Excerpt:
·····
By Courtney Macavinta

The mashup is a cornerstone of Web 2.0 and is now spreading from the consumer market to inside the enterprise. Mashups are customized applications that “mash” together data from several different sources to create an entirely new Web application or widget. A mashup could simply enable a user to see information from several different sources (i.e., a portal) or allow users to cull, modify and connect disparate data sources to present a unified view or report. A more complex type of mashup involves generating an actual business process application. Mashups typically have a Web-interface feel.

“A mashup is a composition of Internet capabilities within a rich collaborative environment,” says Jason Bloomberg, managing partner at the analyst firm Zapthink.

And a new report by Forrester Research projects that the enterprise mashup market will reach nearly $700 million by 2013. Enterprise mashups are set to take shape in two categories: Vendor-created mashups for the enterprise and do-it-yourself internal mashups that can be created by employees. To be sure, mashups enable CIOs to empower their organization's business users and customers. At the same time, with every new offering -- mashup or not -- come security, business process and support issues.

As self-service mashups inside the enterprise emerge, here is what CIOs need to consider:

  • Establish a framework Before allowing unfettered do-it-yourself mashups inside the enterprise firewall, Bloomberg advises that CIOs and their division partners establish governance -- putting a framework in place that manages permissions, use of data and confidentiality. Deploying a service-oriented architecture (SOA) is also essential, he says.

“Mashups are becoming the killer app for SOA,” he says. “You have to be able to trust those [mashed up] services out there -- you need a service-oriented architecture so services are reliable and meet the service levels that are contracted.” The bottom line: “Policies need to be in place before you let anyone do the mashups inside the organization,” Bloomberg says.

  • Be prepared to support internal and external business users According to another April 2008 report by Forrester, “Enterprise Mashups: Lead, Don’t Follow,” enterprise mashups have the advantage of mashing up data sources and services both inside and outside an enterprise’s firewall.

“The most useful business mashups will be ones that combine data from your internal applications,” writes analyst Mike Gualtieri.

While mashups can empower business users to create their own ad hoc Web applications, the flip side is that CIOs will now have to equip their help desks to support mashups just as they would for any other service or application. Another issue is that employees will rely on internal mashups to get their jobs done.
·····
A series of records
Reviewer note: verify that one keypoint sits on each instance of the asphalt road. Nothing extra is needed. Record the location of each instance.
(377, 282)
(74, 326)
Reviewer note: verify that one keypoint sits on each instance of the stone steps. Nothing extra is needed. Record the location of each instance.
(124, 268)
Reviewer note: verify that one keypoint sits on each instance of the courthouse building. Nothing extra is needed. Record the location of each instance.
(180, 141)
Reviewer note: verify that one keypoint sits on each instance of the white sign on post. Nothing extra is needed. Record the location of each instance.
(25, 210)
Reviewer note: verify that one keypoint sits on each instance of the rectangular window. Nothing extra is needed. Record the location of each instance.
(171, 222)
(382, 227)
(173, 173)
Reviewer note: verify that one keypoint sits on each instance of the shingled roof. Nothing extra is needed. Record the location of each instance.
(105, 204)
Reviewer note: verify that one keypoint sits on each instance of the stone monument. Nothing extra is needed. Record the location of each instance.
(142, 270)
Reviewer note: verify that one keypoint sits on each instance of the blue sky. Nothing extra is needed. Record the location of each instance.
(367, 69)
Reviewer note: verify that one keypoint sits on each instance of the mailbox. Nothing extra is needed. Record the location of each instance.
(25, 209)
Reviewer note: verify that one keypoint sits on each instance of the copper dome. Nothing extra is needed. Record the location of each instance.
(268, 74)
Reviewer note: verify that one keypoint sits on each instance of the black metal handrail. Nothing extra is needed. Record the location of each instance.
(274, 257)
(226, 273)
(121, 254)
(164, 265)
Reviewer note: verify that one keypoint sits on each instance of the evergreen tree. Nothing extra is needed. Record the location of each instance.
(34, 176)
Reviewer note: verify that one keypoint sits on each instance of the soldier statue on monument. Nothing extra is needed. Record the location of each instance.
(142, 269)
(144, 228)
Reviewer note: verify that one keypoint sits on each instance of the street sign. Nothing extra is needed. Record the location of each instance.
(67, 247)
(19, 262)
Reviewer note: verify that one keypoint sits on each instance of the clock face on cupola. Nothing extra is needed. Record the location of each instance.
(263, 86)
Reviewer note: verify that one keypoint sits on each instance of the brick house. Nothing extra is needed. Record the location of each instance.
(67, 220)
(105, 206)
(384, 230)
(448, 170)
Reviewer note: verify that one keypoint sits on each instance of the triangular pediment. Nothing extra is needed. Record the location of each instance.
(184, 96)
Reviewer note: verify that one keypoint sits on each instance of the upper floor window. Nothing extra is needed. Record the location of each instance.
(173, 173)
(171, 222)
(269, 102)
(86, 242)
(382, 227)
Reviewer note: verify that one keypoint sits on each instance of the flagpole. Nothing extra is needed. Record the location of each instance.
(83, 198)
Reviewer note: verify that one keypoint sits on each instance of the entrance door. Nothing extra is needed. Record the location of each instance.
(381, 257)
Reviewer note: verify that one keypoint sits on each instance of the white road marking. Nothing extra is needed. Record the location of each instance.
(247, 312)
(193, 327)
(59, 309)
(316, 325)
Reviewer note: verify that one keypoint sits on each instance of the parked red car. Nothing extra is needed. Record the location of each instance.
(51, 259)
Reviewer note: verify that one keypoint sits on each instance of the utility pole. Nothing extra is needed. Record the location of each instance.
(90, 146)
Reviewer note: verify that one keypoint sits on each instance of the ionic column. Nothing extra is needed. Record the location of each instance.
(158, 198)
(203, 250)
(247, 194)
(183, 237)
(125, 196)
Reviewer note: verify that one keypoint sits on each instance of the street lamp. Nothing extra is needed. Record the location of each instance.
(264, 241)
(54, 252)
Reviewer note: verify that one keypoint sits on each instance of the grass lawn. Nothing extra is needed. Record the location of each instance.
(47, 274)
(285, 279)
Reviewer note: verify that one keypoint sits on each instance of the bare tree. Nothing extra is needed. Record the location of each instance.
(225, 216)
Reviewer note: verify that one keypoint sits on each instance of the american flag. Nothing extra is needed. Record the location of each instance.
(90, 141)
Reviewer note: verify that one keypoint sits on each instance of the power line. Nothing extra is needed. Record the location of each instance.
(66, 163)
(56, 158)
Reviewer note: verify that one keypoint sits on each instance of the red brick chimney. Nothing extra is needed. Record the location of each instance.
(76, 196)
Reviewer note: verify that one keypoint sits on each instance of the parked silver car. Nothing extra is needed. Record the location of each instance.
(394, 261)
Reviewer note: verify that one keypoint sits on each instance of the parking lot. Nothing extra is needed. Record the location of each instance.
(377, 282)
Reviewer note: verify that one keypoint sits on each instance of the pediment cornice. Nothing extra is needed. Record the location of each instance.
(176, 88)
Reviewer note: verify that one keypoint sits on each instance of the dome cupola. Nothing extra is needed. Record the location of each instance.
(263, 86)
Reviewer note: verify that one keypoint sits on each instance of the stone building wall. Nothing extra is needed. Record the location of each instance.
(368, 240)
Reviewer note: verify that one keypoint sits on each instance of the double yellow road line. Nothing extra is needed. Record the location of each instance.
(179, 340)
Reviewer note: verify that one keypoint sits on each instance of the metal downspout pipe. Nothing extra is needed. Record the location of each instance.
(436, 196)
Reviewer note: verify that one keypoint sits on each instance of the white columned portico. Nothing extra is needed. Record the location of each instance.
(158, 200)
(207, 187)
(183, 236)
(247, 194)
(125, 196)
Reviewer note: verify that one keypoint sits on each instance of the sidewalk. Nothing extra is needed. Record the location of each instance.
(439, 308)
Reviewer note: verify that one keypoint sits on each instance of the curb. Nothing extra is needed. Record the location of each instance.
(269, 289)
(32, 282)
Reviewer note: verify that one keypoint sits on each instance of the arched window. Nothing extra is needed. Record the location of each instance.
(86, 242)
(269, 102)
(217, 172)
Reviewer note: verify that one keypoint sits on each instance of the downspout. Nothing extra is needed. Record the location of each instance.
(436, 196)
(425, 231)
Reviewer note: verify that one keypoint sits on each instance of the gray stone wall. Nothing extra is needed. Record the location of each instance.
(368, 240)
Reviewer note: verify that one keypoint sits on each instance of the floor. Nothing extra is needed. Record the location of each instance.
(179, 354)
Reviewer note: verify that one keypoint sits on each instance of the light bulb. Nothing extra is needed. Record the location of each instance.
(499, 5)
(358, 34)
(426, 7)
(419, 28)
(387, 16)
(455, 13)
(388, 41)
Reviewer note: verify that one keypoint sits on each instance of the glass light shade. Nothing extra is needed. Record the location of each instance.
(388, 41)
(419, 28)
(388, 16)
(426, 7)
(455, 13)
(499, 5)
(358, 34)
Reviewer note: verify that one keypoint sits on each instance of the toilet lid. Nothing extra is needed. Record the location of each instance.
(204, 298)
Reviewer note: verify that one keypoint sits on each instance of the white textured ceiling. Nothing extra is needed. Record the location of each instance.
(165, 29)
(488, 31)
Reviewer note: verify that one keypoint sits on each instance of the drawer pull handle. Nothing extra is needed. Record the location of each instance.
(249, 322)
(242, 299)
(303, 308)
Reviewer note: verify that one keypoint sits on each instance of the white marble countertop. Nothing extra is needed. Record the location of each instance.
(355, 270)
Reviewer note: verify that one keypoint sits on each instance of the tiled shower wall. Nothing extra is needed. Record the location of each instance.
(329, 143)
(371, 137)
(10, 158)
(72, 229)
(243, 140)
·····
Aim:
Set down, word for word, the stretch of the enterprise mashup article from "The mashup is" through "a Web-interface feel.". The entries stand apart from the enterprise mashup article.

Solution to this exercise:
The mashup is a cornerstone of Web 2.0 and is now spreading from the consumer market to inside the enterprise. Mashups are customized applications that “mash” together data from several different sources to create an entirely new Web application or widget. A mashup could simply enable a user to see information from several different sources (i.e., a portal) or allow users to cull, modify and connect disparate data sources to present a unified view or report. A more complex type of mashup involves generating an actual business process application. Mashups typically have a Web-interface feel.